_Required work_
Go to the line with "Target: white wall" in the records below, then output it and each following line exactly, up to and including the line with "An instance of the chain-link". Skip pictures and add nothing.

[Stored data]
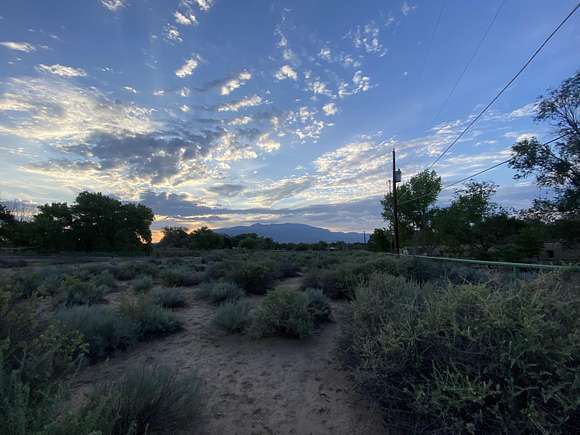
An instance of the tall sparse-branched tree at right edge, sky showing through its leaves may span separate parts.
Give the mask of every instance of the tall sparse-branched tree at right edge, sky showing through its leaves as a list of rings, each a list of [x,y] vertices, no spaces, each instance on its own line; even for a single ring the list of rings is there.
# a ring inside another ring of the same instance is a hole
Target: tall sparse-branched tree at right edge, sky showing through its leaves
[[[558,89],[540,97],[536,122],[547,121],[562,136],[552,144],[537,138],[524,139],[512,147],[510,166],[516,178],[535,175],[541,186],[555,190],[553,200],[536,200],[535,207],[546,216],[578,218],[580,210],[580,71],[564,80]]]

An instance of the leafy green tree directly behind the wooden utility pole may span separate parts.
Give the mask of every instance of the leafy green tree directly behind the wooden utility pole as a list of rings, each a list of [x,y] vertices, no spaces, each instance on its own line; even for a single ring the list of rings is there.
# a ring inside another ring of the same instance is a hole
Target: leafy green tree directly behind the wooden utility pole
[[[426,232],[430,226],[433,204],[441,192],[441,177],[425,170],[397,188],[399,202],[399,233],[401,241],[409,240],[415,232]],[[381,201],[383,219],[394,224],[393,194]]]

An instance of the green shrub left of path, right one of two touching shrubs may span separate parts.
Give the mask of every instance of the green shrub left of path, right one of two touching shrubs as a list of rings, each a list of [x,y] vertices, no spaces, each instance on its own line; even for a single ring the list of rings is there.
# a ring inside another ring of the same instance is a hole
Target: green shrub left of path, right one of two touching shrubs
[[[123,299],[119,308],[123,317],[137,324],[140,339],[169,334],[181,329],[181,322],[173,313],[144,297],[135,301]]]

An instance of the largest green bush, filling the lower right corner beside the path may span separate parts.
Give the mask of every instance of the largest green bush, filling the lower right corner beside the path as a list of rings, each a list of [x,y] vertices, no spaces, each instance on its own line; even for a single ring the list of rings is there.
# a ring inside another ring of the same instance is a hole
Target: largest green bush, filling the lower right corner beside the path
[[[357,289],[342,342],[357,384],[401,431],[572,433],[580,427],[580,293],[547,275],[491,288]]]

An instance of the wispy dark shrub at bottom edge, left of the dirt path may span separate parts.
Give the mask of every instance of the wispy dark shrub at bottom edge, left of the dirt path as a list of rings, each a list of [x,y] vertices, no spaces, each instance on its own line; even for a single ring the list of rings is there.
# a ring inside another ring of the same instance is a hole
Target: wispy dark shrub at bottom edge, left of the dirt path
[[[136,368],[98,387],[88,402],[67,415],[59,434],[177,433],[201,416],[201,381],[196,372],[178,375],[164,367]]]

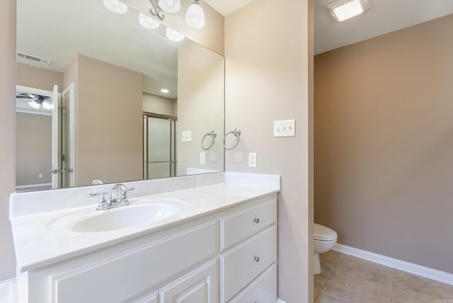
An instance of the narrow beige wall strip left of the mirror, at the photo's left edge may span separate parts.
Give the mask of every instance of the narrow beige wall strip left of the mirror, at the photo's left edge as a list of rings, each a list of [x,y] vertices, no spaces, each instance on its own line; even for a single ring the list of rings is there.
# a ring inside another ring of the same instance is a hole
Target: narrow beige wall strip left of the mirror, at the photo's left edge
[[[16,185],[16,1],[0,1],[0,281],[12,278],[15,261],[8,219]]]

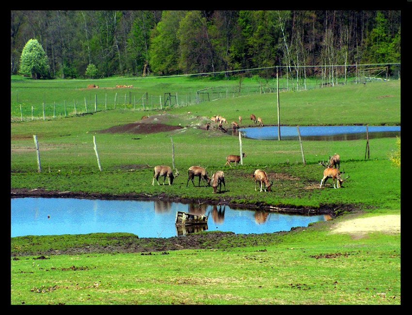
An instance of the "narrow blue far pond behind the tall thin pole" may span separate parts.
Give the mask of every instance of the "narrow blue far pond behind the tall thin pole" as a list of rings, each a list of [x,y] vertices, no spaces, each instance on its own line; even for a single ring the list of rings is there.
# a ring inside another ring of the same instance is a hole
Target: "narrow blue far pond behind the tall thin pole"
[[[240,128],[246,138],[278,140],[278,127]],[[342,141],[366,139],[366,126],[299,126],[302,141]],[[281,140],[299,140],[296,126],[281,126]],[[400,136],[400,126],[368,126],[369,139]]]

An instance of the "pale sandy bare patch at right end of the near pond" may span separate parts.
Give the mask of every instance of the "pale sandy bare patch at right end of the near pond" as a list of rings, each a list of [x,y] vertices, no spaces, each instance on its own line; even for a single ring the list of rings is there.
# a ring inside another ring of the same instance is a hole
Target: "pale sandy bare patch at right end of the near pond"
[[[370,232],[387,234],[400,233],[400,215],[383,215],[357,218],[333,225],[332,233],[348,233],[354,237],[363,237]]]

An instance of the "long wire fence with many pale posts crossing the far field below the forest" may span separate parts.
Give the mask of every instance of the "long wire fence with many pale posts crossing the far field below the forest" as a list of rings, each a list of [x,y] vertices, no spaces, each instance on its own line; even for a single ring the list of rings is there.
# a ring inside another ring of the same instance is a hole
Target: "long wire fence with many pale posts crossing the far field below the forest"
[[[362,65],[318,65],[318,66],[278,66],[237,70],[238,83],[206,87],[195,92],[166,91],[161,95],[147,92],[113,91],[99,92],[73,98],[70,101],[25,105],[12,100],[11,121],[48,120],[77,115],[85,115],[103,110],[166,110],[191,106],[205,101],[233,98],[251,94],[277,93],[277,78],[280,91],[304,91],[315,88],[347,84],[366,84],[375,81],[400,79],[400,63]],[[203,76],[227,75],[229,72],[196,74]],[[171,76],[169,76],[171,77]],[[248,80],[248,79],[251,80]],[[159,78],[161,79],[161,78]],[[252,81],[253,79],[253,81]],[[253,82],[253,84],[251,83]],[[21,98],[21,91],[20,98]]]

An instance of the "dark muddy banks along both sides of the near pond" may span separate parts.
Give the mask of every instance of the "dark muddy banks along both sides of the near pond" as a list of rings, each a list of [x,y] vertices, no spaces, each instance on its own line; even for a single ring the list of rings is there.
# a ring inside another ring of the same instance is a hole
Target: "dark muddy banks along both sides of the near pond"
[[[263,203],[256,204],[237,204],[232,203],[230,199],[212,200],[209,198],[181,198],[179,196],[169,196],[166,194],[149,195],[149,194],[102,194],[102,193],[85,193],[82,191],[50,191],[44,189],[11,189],[11,198],[24,198],[24,197],[42,197],[42,198],[80,198],[80,199],[106,199],[106,200],[165,200],[171,202],[179,202],[184,204],[198,204],[209,203],[213,205],[228,205],[243,209],[259,209],[264,211],[276,211],[288,214],[328,214],[332,218],[336,218],[342,212],[358,213],[361,210],[359,205],[321,205],[318,208],[308,207],[294,207],[287,205],[266,205]],[[339,211],[337,211],[339,210]],[[324,224],[330,224],[330,221],[322,222]],[[47,259],[44,256],[50,255],[78,255],[78,254],[91,254],[91,253],[141,253],[145,254],[168,254],[168,251],[176,251],[183,249],[225,249],[227,247],[238,246],[259,246],[267,244],[268,240],[274,242],[280,242],[279,236],[290,233],[291,231],[300,231],[312,227],[297,226],[292,227],[290,231],[279,231],[273,233],[266,233],[266,237],[262,238],[261,234],[235,234],[233,232],[219,232],[213,233],[199,233],[188,234],[186,236],[173,236],[173,237],[139,237],[139,236],[112,236],[111,234],[104,237],[110,245],[98,245],[94,243],[82,244],[82,246],[74,246],[66,249],[48,248],[43,250],[31,250],[26,249],[24,251],[13,251],[11,256],[13,259],[19,259],[21,256],[37,256],[38,259]],[[25,236],[28,244],[32,242],[38,242],[39,236]],[[76,236],[73,236],[76,237]],[[31,240],[36,238],[36,241]],[[222,247],[222,244],[226,244]],[[42,258],[44,257],[44,258]]]

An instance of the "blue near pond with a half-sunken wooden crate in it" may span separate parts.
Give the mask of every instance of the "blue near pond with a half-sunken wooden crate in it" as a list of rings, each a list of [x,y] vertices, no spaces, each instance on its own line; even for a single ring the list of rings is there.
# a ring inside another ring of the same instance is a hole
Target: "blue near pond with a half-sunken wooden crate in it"
[[[177,211],[206,214],[207,225],[177,229],[174,224]],[[98,232],[126,232],[139,237],[172,237],[202,230],[259,234],[289,231],[292,227],[307,226],[311,222],[328,219],[327,215],[287,215],[160,200],[11,199],[11,237]]]

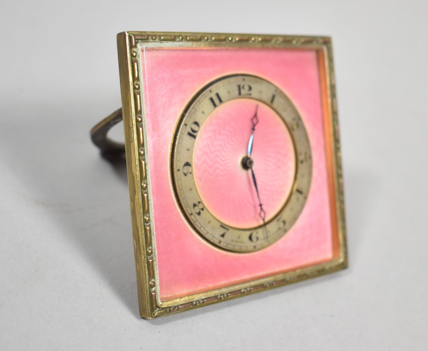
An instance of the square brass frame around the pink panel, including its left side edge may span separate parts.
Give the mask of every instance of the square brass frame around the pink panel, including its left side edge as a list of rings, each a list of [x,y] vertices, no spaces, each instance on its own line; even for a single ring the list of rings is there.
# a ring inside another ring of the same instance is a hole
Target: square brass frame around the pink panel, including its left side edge
[[[209,305],[222,300],[295,283],[331,273],[348,265],[345,230],[345,207],[332,44],[329,37],[278,36],[255,34],[123,32],[117,35],[122,114],[125,129],[125,152],[134,235],[140,315],[154,318]],[[152,232],[152,203],[146,140],[145,104],[141,81],[141,47],[241,47],[299,48],[317,50],[322,87],[323,118],[326,137],[330,209],[333,228],[333,259],[282,274],[252,280],[222,289],[160,301],[156,265],[155,233]],[[326,118],[328,116],[328,119]]]

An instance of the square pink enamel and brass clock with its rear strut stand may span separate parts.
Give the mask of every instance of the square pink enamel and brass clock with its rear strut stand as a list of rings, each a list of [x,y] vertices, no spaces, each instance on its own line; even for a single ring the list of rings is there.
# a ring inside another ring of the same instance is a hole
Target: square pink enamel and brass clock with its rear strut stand
[[[117,36],[140,314],[153,318],[347,265],[331,40]]]

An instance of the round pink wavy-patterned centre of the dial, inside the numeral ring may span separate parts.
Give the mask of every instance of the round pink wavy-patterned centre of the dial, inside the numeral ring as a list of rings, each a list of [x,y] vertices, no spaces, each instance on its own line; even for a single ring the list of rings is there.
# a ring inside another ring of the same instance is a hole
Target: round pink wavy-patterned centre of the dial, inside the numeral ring
[[[217,107],[202,125],[193,154],[193,172],[206,208],[228,226],[263,224],[251,171],[242,167],[252,133],[253,171],[266,222],[285,204],[296,172],[294,146],[285,122],[267,105],[240,98]]]

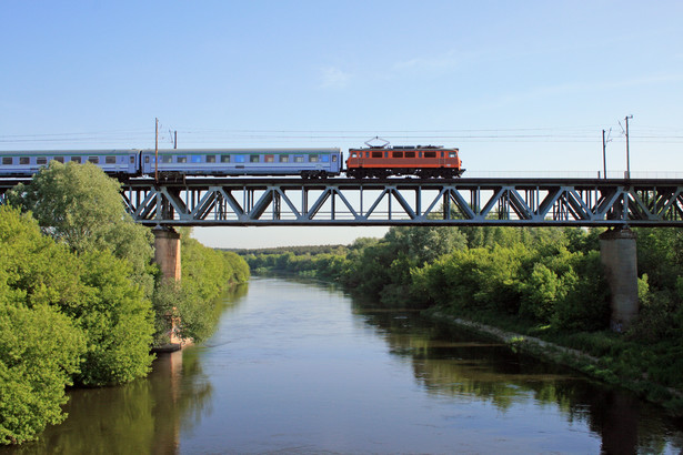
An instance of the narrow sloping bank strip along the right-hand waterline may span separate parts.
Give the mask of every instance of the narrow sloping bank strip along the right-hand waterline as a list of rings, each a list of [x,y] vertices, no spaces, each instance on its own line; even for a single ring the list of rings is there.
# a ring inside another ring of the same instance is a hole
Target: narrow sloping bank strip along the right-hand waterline
[[[646,373],[623,374],[623,368],[614,368],[610,357],[591,355],[587,352],[563,346],[536,336],[506,331],[448,314],[442,309],[429,309],[422,315],[438,322],[464,327],[480,335],[508,344],[515,352],[523,352],[546,362],[569,366],[587,376],[611,385],[624,387],[644,400],[662,405],[670,414],[683,416],[683,392],[652,382]]]

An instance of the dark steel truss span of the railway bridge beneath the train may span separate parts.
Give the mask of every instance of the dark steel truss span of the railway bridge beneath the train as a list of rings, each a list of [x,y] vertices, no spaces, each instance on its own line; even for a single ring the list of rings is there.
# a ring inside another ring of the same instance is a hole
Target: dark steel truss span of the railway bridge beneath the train
[[[2,193],[16,182],[0,182]],[[121,195],[150,226],[681,226],[682,180],[135,179]]]

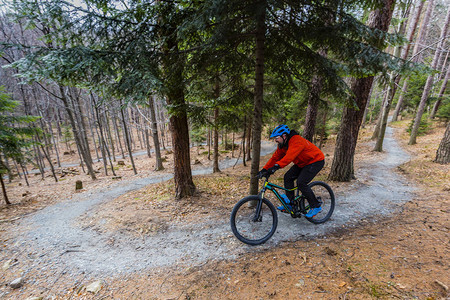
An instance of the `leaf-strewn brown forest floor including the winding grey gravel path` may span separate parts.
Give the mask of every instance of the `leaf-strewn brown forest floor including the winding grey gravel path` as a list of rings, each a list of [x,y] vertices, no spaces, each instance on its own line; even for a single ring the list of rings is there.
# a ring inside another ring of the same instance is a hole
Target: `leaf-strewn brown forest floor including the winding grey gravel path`
[[[408,124],[391,124],[383,153],[361,132],[357,178],[330,182],[330,221],[279,214],[277,232],[257,247],[240,243],[228,222],[248,192],[249,166],[196,175],[197,194],[179,201],[168,152],[163,172],[143,155],[140,173],[125,160],[119,179],[90,181],[79,167],[63,168],[58,183],[16,179],[13,205],[0,205],[0,298],[448,299],[450,166],[432,162],[445,126],[408,146]],[[326,181],[333,150],[331,138],[316,179]],[[191,154],[194,174],[211,169],[206,155]],[[75,192],[78,179],[84,189]]]

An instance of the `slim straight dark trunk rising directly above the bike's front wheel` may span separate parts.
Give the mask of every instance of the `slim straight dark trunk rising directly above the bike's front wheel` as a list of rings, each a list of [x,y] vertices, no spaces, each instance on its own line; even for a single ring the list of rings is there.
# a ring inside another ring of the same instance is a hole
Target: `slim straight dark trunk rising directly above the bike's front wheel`
[[[250,195],[258,193],[259,161],[261,153],[262,106],[264,102],[264,52],[266,41],[266,6],[267,2],[258,2],[256,10],[256,46],[255,46],[255,98],[253,102],[252,125],[252,165],[250,172]]]

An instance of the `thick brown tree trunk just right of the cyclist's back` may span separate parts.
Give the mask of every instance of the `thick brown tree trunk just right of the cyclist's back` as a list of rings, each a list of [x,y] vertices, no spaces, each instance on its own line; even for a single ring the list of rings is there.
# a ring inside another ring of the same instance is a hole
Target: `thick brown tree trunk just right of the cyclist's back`
[[[384,5],[382,8],[371,12],[368,26],[387,31],[391,22],[395,1],[384,0],[383,2]],[[378,46],[382,48],[384,46],[383,41],[379,43]],[[344,108],[341,127],[336,140],[334,159],[328,176],[329,180],[350,181],[355,176],[354,155],[356,143],[373,80],[374,77],[371,76],[354,79],[351,83],[351,90],[355,95],[356,107]]]

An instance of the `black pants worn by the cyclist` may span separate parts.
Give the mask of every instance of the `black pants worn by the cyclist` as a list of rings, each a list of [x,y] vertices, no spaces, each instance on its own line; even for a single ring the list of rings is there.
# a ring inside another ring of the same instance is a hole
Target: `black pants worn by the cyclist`
[[[314,196],[311,188],[308,187],[308,183],[310,183],[311,180],[313,180],[313,178],[317,175],[317,173],[322,170],[324,165],[325,161],[323,160],[316,161],[315,163],[306,165],[303,168],[300,168],[297,165],[293,165],[284,175],[284,187],[287,189],[293,189],[295,187],[294,181],[295,179],[297,179],[298,189],[308,200],[309,206],[311,208],[319,207],[319,202],[317,201],[316,196]],[[288,196],[288,198],[292,200],[294,199],[295,195],[293,191],[287,191],[286,196]]]

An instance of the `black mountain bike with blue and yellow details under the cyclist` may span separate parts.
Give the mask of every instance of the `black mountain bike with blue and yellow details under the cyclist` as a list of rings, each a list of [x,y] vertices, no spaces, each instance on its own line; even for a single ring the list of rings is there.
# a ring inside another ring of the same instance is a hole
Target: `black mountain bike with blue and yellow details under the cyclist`
[[[292,218],[300,218],[308,213],[310,207],[305,196],[299,193],[298,187],[286,189],[282,186],[269,182],[269,176],[265,177],[264,184],[258,195],[247,196],[234,206],[231,211],[231,230],[243,243],[248,245],[260,245],[267,242],[278,226],[278,215],[275,206],[264,198],[266,191],[275,194],[285,213]],[[335,199],[331,187],[322,181],[309,183],[314,195],[321,204],[322,211],[312,218],[305,217],[309,222],[321,224],[330,219],[334,211]],[[295,191],[293,201],[286,203],[280,194],[280,190]]]

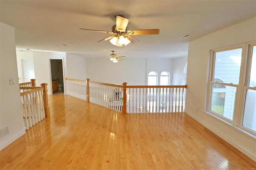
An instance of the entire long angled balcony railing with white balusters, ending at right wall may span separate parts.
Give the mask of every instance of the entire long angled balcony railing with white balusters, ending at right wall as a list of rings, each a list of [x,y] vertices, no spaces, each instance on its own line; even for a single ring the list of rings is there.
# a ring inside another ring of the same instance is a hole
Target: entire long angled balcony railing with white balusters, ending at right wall
[[[68,95],[122,113],[179,113],[184,111],[187,85],[132,86],[68,79]],[[79,82],[83,82],[80,84]]]

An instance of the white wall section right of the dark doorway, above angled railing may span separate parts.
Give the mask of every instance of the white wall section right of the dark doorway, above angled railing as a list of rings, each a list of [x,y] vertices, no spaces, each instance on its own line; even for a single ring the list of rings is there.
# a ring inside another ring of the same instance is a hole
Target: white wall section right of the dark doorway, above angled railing
[[[67,73],[66,77],[71,79],[85,80],[86,77],[86,58],[71,53],[66,53]]]

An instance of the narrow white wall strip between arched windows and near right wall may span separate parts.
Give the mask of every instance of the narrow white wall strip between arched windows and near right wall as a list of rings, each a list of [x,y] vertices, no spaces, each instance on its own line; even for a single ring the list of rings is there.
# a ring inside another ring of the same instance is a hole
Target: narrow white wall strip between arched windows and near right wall
[[[172,85],[185,85],[187,74],[184,73],[184,67],[188,57],[178,57],[172,59]]]

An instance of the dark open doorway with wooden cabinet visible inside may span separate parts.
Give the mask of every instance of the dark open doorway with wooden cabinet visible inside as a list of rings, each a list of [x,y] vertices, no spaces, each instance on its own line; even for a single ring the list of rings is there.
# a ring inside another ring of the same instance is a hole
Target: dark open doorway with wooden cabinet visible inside
[[[50,59],[52,74],[52,94],[64,94],[63,60]]]

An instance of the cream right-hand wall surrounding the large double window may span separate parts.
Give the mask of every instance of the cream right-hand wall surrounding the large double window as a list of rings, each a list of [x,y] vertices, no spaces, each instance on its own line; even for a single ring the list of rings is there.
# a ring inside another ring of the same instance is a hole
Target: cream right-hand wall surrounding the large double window
[[[256,138],[204,112],[210,50],[256,40],[256,18],[189,43],[185,113],[256,161]]]

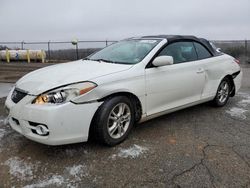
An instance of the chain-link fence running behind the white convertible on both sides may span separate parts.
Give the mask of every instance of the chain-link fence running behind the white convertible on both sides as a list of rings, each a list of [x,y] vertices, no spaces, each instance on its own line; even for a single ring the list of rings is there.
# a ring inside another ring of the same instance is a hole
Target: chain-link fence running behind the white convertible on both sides
[[[104,48],[116,41],[92,40],[92,41],[47,41],[47,42],[0,42],[0,50],[29,49],[44,50],[47,62],[58,62],[80,59]],[[250,62],[250,40],[214,40],[212,41],[222,52],[230,54],[241,60],[242,63]]]

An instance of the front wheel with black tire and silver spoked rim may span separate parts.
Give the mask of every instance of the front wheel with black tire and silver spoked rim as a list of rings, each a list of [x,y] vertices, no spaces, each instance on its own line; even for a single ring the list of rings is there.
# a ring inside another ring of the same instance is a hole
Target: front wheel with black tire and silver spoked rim
[[[134,112],[134,105],[125,96],[106,99],[94,117],[95,138],[109,146],[123,142],[134,125]]]

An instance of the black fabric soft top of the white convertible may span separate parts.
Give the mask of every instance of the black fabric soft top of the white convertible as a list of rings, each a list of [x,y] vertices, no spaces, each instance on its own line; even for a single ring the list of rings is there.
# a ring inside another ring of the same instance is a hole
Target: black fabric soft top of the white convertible
[[[203,46],[205,46],[214,56],[221,55],[220,52],[218,52],[216,49],[212,47],[210,42],[204,38],[197,38],[192,35],[151,35],[151,36],[143,36],[141,38],[162,38],[167,39],[168,43],[173,43],[177,41],[195,41],[198,43],[201,43]]]

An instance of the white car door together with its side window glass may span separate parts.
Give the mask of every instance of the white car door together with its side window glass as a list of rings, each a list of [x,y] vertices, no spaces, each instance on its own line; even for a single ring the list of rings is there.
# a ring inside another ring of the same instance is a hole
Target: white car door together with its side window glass
[[[172,56],[173,65],[145,69],[147,115],[200,100],[204,70],[190,41],[168,44],[157,56]]]

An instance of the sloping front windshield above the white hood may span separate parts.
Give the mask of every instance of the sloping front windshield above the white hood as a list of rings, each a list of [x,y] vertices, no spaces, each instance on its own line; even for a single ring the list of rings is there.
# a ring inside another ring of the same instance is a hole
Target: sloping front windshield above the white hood
[[[88,59],[110,63],[136,64],[142,61],[159,41],[154,39],[120,41],[96,52]]]

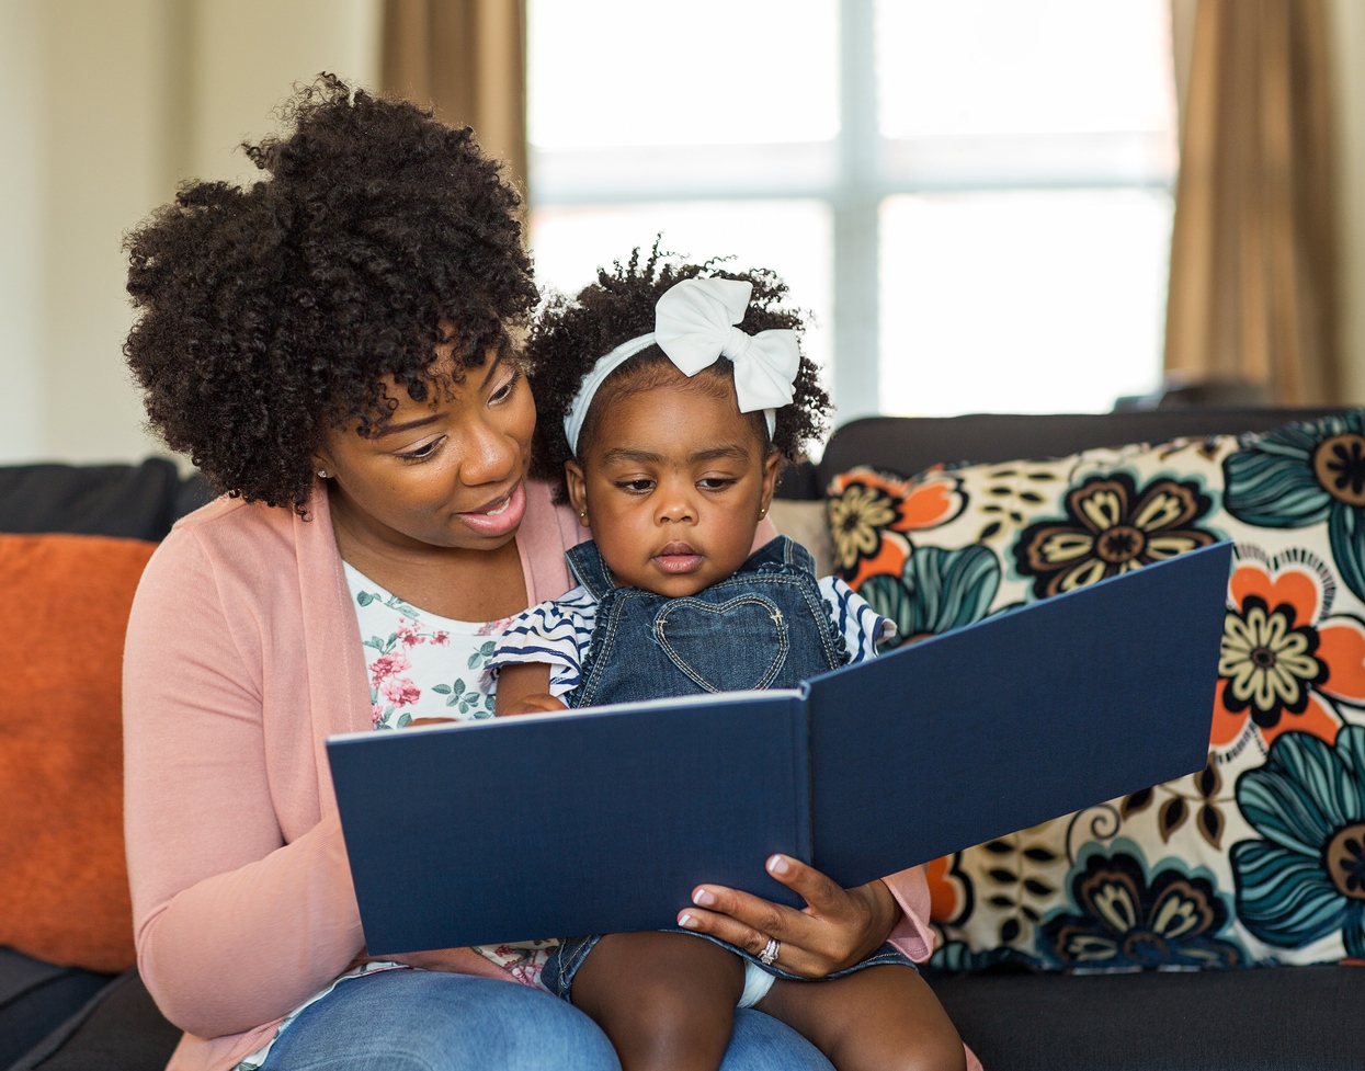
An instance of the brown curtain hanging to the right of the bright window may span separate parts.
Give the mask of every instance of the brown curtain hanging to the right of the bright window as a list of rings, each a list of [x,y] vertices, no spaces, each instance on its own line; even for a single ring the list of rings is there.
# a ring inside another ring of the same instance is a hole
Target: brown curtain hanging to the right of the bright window
[[[1336,398],[1336,211],[1323,0],[1198,0],[1166,370]]]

_Task response_
Target: white wall section right of the dark doorway, above angled railing
[[[67,73],[66,77],[71,79],[85,80],[86,77],[86,58],[71,53],[66,53]]]

An instance of the narrow white wall strip between arched windows and near right wall may span separate parts.
Give the mask of every instance of the narrow white wall strip between arched windows and near right wall as a list of rings, each a list of [x,y] vertices, no spaces, each instance on its own line; even for a single ring the list of rings is there.
# a ring inside another ring of the same instance is a hole
Target: narrow white wall strip between arched windows and near right wall
[[[172,85],[185,85],[187,74],[184,73],[184,67],[188,57],[178,57],[172,59]]]

An instance of the dark open doorway with wooden cabinet visible inside may span separate parts.
Give the mask of every instance of the dark open doorway with wooden cabinet visible inside as a list of rings, each a list of [x,y] vertices, no spaces, each instance on its own line; even for a single ring the list of rings is there.
# a ring inside another ring of the same instance is a hole
Target: dark open doorway with wooden cabinet visible inside
[[[50,59],[52,74],[52,94],[64,94],[63,60]]]

An instance of the cream right-hand wall surrounding the large double window may span separate parts.
Give the mask of every instance of the cream right-hand wall surrounding the large double window as a list of rings, each a list of [x,y] vertices, no spaces, each instance on its own line; even for a single ring the list of rings is there.
# a ring inside another ring of the same instance is a hole
Target: cream right-hand wall surrounding the large double window
[[[256,138],[204,112],[210,50],[256,40],[256,18],[189,43],[185,113],[256,161]]]

An instance of the chain-link fence running behind the white convertible on both sides may span separate parts.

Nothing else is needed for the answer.